[Items listed in a dataset]
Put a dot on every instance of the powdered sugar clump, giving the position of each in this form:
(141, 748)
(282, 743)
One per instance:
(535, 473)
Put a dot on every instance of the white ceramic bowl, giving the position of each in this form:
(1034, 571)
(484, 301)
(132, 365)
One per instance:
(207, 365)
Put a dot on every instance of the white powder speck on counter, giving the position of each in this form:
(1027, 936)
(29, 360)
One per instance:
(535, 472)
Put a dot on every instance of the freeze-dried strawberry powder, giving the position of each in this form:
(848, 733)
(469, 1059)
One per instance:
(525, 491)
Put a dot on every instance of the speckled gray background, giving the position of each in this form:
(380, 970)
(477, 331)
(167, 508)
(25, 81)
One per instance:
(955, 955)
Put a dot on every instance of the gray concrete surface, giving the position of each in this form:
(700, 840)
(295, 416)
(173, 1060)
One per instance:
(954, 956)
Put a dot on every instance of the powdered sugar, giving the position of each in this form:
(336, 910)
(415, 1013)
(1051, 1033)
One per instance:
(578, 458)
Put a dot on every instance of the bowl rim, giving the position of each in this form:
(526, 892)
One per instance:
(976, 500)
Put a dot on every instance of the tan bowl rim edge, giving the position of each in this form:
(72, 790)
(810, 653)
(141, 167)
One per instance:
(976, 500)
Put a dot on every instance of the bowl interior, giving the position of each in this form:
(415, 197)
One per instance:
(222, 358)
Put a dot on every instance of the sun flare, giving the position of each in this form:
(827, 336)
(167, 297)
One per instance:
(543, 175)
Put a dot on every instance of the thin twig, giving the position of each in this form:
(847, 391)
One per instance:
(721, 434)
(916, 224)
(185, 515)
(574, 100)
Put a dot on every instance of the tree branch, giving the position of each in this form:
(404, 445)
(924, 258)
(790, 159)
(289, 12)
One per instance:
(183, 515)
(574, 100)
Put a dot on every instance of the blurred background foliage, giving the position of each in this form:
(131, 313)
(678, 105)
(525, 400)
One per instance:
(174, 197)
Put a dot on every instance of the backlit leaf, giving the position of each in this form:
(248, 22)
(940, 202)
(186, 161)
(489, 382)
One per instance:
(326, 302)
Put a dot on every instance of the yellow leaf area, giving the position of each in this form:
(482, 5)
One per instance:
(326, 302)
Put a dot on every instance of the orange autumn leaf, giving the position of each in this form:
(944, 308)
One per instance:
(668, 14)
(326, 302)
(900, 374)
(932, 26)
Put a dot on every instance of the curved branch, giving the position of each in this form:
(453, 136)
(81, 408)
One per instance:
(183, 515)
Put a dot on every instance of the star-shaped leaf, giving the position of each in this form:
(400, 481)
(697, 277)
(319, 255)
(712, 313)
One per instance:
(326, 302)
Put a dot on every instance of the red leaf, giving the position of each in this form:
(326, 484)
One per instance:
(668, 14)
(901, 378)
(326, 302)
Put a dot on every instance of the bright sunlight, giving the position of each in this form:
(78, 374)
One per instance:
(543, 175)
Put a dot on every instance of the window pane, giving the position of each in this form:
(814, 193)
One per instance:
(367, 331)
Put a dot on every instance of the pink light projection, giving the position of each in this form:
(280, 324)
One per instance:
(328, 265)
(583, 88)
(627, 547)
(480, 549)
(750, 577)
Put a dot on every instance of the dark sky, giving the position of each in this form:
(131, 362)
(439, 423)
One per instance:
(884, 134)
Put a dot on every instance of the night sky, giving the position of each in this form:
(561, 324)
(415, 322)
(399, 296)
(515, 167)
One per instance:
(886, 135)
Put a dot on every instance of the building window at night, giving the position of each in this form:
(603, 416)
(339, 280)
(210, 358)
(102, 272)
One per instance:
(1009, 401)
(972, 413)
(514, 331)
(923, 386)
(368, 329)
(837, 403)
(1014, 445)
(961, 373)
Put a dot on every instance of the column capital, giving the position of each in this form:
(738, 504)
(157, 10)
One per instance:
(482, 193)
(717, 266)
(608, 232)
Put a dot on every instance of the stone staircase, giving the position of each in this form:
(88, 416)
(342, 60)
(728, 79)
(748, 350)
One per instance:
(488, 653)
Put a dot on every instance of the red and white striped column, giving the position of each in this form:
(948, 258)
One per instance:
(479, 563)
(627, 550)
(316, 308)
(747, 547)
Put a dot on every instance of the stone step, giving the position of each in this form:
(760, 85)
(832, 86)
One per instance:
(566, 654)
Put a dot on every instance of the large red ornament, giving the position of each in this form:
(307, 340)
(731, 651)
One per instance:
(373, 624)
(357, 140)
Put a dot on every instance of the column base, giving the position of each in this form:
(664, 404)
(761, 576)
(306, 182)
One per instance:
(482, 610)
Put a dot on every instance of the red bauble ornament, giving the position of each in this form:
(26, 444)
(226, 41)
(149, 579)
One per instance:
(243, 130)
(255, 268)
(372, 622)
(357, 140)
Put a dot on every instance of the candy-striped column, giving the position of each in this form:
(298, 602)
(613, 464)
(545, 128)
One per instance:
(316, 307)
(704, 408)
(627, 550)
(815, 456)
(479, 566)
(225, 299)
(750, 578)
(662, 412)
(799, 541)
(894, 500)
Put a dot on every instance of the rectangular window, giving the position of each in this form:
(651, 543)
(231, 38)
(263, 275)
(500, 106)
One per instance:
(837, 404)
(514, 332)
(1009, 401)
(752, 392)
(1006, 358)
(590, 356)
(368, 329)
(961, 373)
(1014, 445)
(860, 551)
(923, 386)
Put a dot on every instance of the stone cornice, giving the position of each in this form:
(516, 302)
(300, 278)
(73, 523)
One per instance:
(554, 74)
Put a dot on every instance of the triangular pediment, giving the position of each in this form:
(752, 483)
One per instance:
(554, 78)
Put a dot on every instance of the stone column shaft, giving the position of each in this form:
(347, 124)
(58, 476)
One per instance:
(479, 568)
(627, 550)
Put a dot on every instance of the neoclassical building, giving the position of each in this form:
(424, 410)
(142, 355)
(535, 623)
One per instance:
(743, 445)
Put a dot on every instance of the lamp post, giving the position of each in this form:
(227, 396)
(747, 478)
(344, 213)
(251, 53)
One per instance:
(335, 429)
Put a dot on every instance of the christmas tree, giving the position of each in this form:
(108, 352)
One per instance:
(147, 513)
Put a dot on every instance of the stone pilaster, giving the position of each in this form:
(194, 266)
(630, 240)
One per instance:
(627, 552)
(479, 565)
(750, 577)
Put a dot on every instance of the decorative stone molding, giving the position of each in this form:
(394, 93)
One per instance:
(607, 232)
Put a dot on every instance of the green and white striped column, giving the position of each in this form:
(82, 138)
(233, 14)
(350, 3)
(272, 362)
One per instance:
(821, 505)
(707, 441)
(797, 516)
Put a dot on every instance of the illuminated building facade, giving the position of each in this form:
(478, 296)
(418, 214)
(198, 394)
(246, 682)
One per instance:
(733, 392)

#### [GOAL]
Reproduce, exactly and with nothing added, the lines from the one that includes "Put a dot on every instance of the christmas" through the last line of the material.

#### [PROBLEM SOLUTION]
Put a dot on every instance of the christmas tree, giving the position of each in this form:
(108, 352)
One per instance:
(147, 513)
Put a dot on every instance of the stone pilaster, giving the position of each in this form:
(194, 266)
(630, 240)
One per instance:
(627, 552)
(479, 565)
(750, 577)
Put a dot on every instance of the decorative stone molding, giving the position of each in this form:
(394, 93)
One per instance:
(607, 232)
Put a dot on every instance of the green and white striped column, giving the position of each in this form:
(82, 138)
(233, 14)
(350, 3)
(272, 362)
One per instance:
(821, 505)
(707, 441)
(797, 516)
Put a dot on every instance of the illuminated building facade, giving the position of each in this form:
(478, 296)
(418, 214)
(198, 394)
(246, 682)
One per instance:
(733, 392)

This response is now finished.